» TESTO DA LEGGERE

>>>

Prospettive assistenziali, n. 89, gennaio-marzo 1990
RIPARTIRE LE RISORSE PER RIMUOVERE
GLI OSTACOLI: LEGGE FINANZIARIA E ATTESE DEI CITTADINI PIÙ DEBOLI
CARITAS ITALIANA (*)
Premessa
Da più di dieci anni, nel nostro paese, l'economia è
governata principalmente, se non esclusivamente, attraverso lo strumento della
Legge finanziaria, predisposta annualmente dal governo e approvata dal
parlamento.
Al di là delle diverse configurazioni, che pure la
Legge finanziaria ha conosciuto in questo decennio, essa ha finito col porsi
come la sede privilegiata di confronto tra l'autorità politica e le forze
sociali, attorno a quella questione cruciale che è la distribuzione del reddito
e l'allocazione delle risorse di cui dispone il paese.
Si è così assistito, nel corso di questi anni, a
lunghe trattative del governo (ma anche del parlamento) con i sindacati dei
lavoratori, le associazioni imprenditoriali, gli ordini professionali, insomma
con le molteplici categorie di cui si compone la struttura economica e sociale
del paese.
Se si eccettuano sporadici incontri, è invece mancato
quasi del tutto il confronto con i punti di vista degli strati più deboli e
meno organizzati della popolazione, con le diverse tipologie di povertà, di
disagio, di handicap, di emarginazione.

<<<

» ESERCIZIO 1
Secondo il testo sulla Legge finanziaria, da quanto tempo l'economia del paese è governata principalmente attraverso questo strumento?

» DATI FORNITI
>>>

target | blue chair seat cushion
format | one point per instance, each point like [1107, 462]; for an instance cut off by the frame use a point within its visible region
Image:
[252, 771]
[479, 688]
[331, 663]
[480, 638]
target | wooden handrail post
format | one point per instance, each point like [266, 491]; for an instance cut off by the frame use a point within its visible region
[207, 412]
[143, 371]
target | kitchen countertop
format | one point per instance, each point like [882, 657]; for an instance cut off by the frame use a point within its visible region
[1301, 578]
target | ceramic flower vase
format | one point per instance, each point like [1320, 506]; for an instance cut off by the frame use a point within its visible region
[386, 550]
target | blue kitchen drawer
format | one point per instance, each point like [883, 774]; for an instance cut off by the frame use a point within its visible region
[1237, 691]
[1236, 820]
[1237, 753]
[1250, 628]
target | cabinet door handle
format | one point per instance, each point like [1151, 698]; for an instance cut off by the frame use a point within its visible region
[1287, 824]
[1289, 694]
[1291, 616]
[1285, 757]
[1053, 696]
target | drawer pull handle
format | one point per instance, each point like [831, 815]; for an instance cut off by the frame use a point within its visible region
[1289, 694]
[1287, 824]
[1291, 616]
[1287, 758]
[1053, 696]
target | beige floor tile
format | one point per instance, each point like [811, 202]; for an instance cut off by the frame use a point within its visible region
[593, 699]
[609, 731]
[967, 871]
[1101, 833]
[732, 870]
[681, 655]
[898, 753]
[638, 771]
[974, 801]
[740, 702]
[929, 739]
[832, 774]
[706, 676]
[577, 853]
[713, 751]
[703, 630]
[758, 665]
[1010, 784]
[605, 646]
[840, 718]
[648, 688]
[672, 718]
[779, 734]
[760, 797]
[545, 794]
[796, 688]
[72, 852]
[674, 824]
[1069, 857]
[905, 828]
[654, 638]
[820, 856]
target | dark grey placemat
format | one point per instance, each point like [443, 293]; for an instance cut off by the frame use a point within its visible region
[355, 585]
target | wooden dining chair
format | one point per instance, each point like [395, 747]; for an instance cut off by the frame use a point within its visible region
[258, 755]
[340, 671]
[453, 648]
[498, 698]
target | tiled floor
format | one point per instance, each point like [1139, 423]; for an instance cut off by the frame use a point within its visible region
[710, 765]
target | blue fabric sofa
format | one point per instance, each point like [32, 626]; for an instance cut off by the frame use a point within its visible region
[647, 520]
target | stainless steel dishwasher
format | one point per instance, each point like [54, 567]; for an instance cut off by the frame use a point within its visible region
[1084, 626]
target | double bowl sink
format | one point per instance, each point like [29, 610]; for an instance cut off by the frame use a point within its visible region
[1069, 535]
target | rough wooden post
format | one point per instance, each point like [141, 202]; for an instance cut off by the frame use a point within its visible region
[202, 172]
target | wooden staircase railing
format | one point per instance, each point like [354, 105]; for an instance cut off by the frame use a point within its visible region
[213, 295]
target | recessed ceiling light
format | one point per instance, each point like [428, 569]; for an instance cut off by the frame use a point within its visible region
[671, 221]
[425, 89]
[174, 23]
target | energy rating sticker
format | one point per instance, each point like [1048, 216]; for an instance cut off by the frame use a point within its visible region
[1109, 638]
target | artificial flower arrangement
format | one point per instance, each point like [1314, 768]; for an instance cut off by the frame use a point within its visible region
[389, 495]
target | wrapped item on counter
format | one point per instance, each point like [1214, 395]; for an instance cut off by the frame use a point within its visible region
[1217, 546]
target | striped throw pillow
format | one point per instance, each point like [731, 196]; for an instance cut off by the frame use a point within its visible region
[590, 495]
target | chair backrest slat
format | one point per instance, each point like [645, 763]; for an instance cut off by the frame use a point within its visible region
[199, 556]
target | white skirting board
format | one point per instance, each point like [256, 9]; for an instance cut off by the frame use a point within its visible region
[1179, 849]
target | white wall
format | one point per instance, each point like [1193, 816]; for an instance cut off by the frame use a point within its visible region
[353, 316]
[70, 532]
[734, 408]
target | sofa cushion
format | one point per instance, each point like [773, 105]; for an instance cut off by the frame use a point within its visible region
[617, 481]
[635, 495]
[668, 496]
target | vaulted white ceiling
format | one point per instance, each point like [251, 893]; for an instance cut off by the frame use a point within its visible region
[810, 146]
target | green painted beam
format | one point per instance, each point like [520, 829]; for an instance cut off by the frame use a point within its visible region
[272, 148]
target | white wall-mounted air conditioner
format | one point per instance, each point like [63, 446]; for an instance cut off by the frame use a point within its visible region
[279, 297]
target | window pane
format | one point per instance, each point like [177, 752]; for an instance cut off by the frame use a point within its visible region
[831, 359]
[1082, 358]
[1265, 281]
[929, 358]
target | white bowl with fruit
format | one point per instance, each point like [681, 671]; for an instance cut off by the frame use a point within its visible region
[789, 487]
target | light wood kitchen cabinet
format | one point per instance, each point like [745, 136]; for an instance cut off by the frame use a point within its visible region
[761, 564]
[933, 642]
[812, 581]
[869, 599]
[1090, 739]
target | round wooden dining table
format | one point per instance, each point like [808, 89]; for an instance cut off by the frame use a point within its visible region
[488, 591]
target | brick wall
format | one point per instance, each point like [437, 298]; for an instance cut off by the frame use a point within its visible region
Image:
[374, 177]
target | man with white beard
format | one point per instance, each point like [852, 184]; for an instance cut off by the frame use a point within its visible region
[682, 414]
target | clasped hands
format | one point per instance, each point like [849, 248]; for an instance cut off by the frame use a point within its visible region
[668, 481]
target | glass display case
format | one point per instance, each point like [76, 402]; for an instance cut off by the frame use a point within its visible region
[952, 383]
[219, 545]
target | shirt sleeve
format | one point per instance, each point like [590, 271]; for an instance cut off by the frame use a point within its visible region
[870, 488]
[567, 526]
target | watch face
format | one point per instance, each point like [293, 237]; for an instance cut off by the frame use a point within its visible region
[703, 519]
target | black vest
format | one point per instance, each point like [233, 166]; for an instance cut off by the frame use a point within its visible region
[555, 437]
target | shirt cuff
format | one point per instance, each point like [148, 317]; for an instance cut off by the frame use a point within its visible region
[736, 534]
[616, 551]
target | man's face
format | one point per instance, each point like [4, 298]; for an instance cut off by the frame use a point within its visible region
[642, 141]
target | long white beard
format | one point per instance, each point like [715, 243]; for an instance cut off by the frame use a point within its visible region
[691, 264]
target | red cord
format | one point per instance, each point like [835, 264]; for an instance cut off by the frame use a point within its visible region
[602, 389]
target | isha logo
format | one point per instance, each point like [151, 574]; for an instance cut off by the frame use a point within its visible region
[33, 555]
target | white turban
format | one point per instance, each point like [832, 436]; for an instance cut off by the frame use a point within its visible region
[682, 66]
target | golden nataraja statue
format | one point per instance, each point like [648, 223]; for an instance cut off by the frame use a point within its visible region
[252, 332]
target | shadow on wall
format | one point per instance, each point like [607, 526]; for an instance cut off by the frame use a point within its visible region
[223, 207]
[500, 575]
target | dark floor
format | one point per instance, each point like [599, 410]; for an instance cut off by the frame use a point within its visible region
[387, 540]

<<<

» ESERCIZIO 2
Individua nelle voci tutte le righe che contengono la parola "chair" e ricopiale.

» RISPOSTA 1
Da più di dieci anni.

» RISPOSTA 2
target | blue chair seat cushion
target | wooden dining chair
target | chair backrest slat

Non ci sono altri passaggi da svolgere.